# Work required
Report every line of the listing below that contains the string "hand".

# Excerpts of pointing data

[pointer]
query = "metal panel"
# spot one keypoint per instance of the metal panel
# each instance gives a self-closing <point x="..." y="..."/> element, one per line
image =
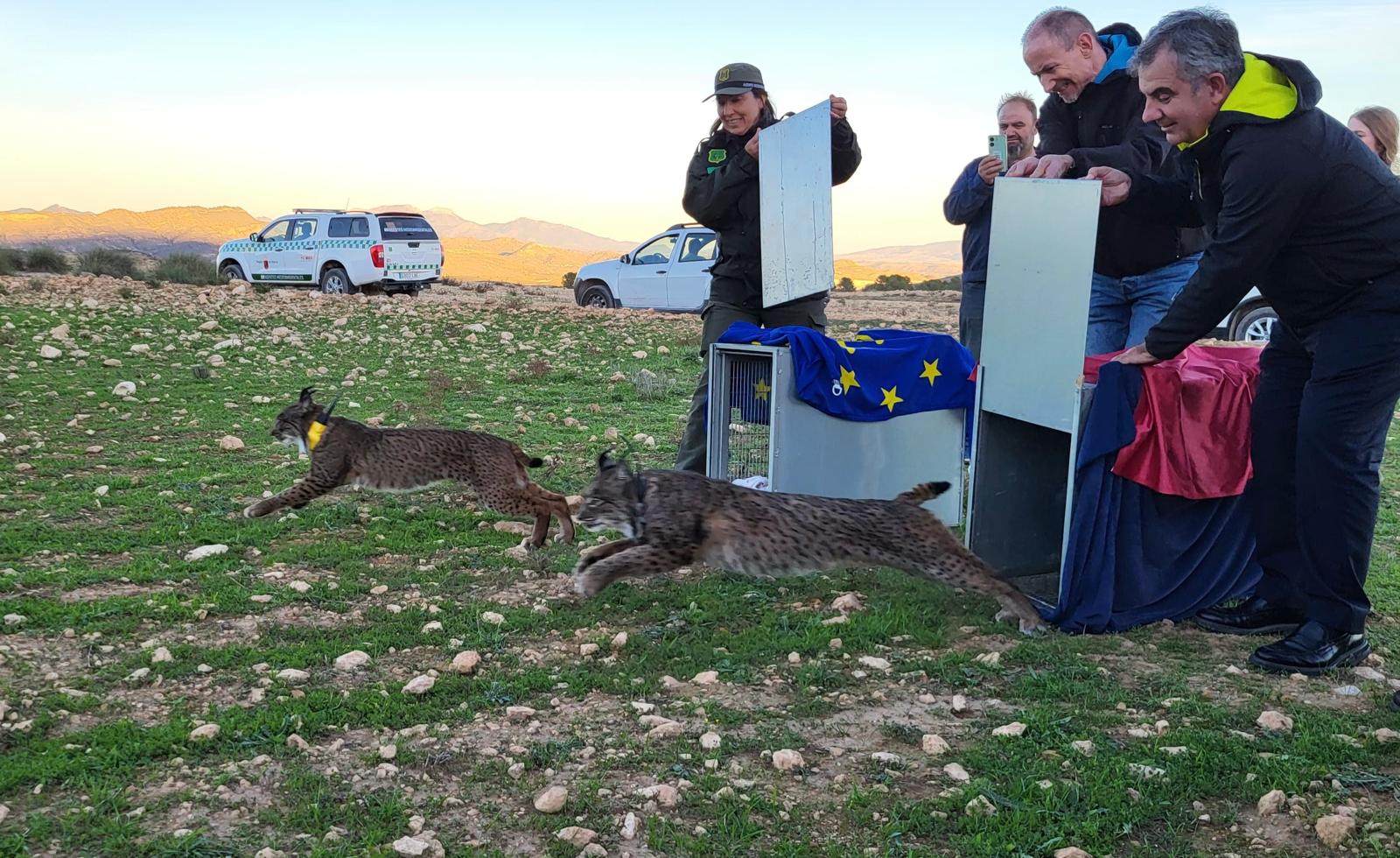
<point x="1040" y="271"/>
<point x="795" y="205"/>
<point x="812" y="454"/>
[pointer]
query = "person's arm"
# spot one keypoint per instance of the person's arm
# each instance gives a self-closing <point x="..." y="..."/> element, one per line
<point x="846" y="151"/>
<point x="1264" y="198"/>
<point x="711" y="195"/>
<point x="970" y="196"/>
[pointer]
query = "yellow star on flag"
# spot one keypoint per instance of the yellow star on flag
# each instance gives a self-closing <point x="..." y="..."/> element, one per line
<point x="849" y="380"/>
<point x="930" y="372"/>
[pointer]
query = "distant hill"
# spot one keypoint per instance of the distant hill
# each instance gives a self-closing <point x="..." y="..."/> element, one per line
<point x="520" y="251"/>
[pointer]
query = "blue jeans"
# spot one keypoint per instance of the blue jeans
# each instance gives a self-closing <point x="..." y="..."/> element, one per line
<point x="1122" y="310"/>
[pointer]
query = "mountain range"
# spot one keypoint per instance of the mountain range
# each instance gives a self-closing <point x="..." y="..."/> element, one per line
<point x="518" y="251"/>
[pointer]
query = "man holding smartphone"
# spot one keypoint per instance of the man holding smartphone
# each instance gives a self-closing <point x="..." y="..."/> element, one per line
<point x="970" y="203"/>
<point x="1094" y="118"/>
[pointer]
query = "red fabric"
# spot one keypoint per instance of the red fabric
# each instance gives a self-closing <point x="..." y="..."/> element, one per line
<point x="1192" y="422"/>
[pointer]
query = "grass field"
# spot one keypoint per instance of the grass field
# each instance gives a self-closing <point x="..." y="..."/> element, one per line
<point x="116" y="648"/>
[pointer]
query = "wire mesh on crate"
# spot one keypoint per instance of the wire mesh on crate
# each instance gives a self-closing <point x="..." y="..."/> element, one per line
<point x="751" y="387"/>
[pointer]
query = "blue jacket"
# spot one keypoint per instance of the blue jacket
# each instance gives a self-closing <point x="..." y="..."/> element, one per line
<point x="970" y="203"/>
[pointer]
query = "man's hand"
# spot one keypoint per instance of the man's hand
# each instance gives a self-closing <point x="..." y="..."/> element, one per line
<point x="1022" y="167"/>
<point x="1052" y="167"/>
<point x="1116" y="184"/>
<point x="1138" y="356"/>
<point x="989" y="168"/>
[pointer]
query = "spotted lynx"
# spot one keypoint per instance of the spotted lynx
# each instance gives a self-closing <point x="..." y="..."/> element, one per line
<point x="398" y="461"/>
<point x="671" y="519"/>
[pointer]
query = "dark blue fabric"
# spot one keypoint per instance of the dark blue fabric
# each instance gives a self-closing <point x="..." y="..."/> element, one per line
<point x="875" y="376"/>
<point x="1136" y="555"/>
<point x="970" y="205"/>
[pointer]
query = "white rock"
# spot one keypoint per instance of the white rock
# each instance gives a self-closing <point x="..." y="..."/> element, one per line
<point x="1334" y="830"/>
<point x="1271" y="802"/>
<point x="552" y="801"/>
<point x="466" y="661"/>
<point x="576" y="836"/>
<point x="1271" y="720"/>
<point x="352" y="661"/>
<point x="419" y="685"/>
<point x="205" y="552"/>
<point x="980" y="806"/>
<point x="847" y="603"/>
<point x="410" y="846"/>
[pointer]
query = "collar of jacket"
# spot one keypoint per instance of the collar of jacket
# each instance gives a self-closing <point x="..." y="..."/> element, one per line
<point x="1264" y="93"/>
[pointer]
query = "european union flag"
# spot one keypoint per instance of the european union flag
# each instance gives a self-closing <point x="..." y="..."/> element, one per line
<point x="874" y="376"/>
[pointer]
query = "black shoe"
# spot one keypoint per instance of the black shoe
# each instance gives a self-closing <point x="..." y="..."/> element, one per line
<point x="1312" y="650"/>
<point x="1250" y="617"/>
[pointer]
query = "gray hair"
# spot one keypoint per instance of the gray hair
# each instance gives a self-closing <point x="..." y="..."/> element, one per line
<point x="1019" y="98"/>
<point x="1204" y="41"/>
<point x="1060" y="23"/>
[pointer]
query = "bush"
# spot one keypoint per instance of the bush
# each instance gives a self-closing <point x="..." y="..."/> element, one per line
<point x="114" y="264"/>
<point x="186" y="268"/>
<point x="46" y="260"/>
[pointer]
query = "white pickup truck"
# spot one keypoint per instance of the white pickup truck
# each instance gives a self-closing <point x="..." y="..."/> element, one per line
<point x="340" y="251"/>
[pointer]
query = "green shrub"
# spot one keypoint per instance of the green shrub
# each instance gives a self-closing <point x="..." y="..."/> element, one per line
<point x="46" y="260"/>
<point x="114" y="264"/>
<point x="186" y="268"/>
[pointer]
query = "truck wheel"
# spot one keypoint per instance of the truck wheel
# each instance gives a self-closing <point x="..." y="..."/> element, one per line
<point x="1256" y="326"/>
<point x="335" y="281"/>
<point x="598" y="296"/>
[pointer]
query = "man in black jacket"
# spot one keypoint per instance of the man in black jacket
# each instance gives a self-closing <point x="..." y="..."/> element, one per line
<point x="1295" y="202"/>
<point x="1094" y="118"/>
<point x="723" y="193"/>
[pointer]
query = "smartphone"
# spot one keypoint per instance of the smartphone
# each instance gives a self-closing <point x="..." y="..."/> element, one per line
<point x="998" y="146"/>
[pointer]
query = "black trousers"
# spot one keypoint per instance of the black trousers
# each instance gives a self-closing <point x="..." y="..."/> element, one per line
<point x="1320" y="429"/>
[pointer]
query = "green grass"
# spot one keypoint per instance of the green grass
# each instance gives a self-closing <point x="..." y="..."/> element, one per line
<point x="109" y="263"/>
<point x="105" y="764"/>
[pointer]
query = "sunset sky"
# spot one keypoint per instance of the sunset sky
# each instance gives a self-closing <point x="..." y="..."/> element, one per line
<point x="574" y="112"/>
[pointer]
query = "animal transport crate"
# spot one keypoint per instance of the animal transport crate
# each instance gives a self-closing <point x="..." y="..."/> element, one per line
<point x="758" y="426"/>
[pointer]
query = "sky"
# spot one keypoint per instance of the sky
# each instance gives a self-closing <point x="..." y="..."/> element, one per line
<point x="574" y="112"/>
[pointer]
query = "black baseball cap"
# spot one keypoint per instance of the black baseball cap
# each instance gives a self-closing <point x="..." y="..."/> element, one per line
<point x="735" y="79"/>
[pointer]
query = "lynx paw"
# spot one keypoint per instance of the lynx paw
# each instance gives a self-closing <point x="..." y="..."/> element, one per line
<point x="1029" y="625"/>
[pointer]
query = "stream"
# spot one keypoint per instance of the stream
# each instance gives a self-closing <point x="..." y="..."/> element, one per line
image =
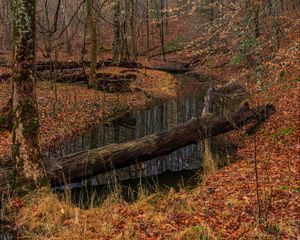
<point x="181" y="168"/>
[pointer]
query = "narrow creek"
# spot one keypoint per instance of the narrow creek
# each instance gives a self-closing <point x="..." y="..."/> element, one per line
<point x="179" y="168"/>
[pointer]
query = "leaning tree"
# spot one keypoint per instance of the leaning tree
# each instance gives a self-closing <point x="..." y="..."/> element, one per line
<point x="26" y="147"/>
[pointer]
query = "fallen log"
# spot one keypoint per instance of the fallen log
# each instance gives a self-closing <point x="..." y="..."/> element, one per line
<point x="82" y="165"/>
<point x="171" y="69"/>
<point x="6" y="116"/>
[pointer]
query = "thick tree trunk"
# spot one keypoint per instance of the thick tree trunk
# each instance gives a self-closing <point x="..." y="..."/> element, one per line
<point x="117" y="34"/>
<point x="82" y="165"/>
<point x="6" y="116"/>
<point x="93" y="40"/>
<point x="26" y="148"/>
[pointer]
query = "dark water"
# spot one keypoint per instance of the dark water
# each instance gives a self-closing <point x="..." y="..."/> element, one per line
<point x="143" y="122"/>
<point x="174" y="170"/>
<point x="6" y="233"/>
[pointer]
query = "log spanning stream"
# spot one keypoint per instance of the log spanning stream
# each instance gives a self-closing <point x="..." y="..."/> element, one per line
<point x="169" y="169"/>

# Exercise result
query = "man's hand"
# spot one keypoint per instance of the man's hand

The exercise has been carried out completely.